## INSTRUCTIONS TO FOLLOW
Reproduce the listing line for line, from the line containing "detect roof | output bbox" down to the line containing "[118,235,126,320]", with both of those lines included and nothing else.
───── DATA EXTRACT
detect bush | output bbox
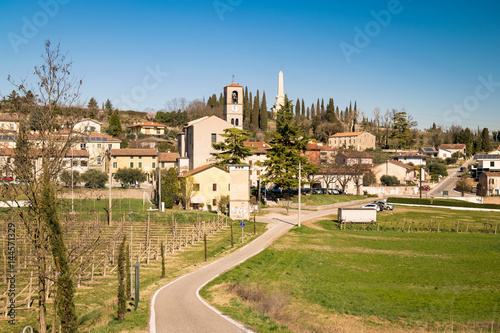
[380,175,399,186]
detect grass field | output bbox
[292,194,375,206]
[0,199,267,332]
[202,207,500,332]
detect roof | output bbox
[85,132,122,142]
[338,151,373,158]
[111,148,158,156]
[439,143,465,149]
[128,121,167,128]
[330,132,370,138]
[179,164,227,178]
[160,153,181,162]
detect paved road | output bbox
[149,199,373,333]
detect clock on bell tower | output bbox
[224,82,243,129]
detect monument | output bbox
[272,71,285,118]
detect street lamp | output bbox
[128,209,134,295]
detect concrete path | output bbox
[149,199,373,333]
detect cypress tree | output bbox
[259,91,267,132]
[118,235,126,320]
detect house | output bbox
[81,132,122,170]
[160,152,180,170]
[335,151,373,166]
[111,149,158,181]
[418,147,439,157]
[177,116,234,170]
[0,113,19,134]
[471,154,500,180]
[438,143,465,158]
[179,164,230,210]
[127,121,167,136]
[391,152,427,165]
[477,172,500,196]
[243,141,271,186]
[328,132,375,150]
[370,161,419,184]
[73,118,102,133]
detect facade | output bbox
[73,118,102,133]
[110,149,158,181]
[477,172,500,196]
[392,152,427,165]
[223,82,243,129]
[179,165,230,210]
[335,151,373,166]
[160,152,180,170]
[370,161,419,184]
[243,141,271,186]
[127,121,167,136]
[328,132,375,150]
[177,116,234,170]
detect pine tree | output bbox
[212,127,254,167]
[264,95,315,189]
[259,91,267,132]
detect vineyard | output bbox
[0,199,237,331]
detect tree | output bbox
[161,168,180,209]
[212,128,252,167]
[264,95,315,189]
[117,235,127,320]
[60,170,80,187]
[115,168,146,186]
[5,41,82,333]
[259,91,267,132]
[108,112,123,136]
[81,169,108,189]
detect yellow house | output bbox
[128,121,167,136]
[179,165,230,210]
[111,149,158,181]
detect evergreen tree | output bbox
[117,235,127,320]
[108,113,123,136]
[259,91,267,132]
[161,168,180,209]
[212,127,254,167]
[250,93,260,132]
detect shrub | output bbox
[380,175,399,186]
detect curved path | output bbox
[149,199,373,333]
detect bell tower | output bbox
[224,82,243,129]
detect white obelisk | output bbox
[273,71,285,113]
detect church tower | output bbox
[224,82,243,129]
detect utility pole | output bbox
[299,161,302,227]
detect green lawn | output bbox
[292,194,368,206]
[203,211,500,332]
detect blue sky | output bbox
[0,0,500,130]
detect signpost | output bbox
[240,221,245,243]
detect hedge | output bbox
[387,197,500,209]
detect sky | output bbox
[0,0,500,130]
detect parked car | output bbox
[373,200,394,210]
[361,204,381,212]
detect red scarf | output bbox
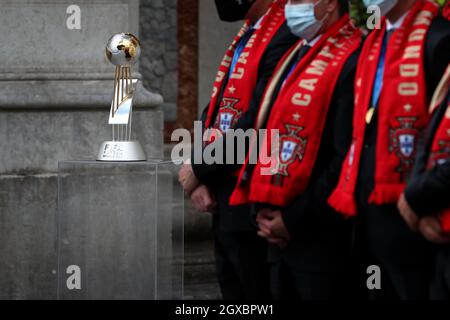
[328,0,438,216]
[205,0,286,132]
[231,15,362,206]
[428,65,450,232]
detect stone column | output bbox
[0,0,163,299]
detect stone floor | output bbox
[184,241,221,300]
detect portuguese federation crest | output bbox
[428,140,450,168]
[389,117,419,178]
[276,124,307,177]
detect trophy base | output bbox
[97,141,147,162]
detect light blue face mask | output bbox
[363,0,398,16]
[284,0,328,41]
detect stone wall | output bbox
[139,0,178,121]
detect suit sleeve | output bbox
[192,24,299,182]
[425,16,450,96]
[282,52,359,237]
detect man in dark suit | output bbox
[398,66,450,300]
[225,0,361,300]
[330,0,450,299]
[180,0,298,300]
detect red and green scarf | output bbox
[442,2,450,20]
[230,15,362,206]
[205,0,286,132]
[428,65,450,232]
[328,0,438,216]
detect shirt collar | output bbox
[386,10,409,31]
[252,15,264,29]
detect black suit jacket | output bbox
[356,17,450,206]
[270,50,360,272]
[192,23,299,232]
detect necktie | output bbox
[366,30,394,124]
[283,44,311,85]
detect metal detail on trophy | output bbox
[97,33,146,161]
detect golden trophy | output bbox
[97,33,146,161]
──────────
## COMPLETE OUTPUT
detect roof | output bbox
[85,132,122,142]
[338,151,373,158]
[111,148,158,156]
[439,143,465,149]
[128,121,167,128]
[330,132,370,138]
[179,164,227,178]
[160,153,181,162]
detect paved road | output bbox
[149,199,373,333]
detect clock on bell tower | output bbox
[224,82,243,129]
detect monument | output bbox
[272,71,285,118]
detect street lamp | output bbox
[128,209,134,295]
detect concrete path | output bbox
[149,199,373,333]
detect cypress tree | output bbox
[259,91,267,132]
[118,235,126,320]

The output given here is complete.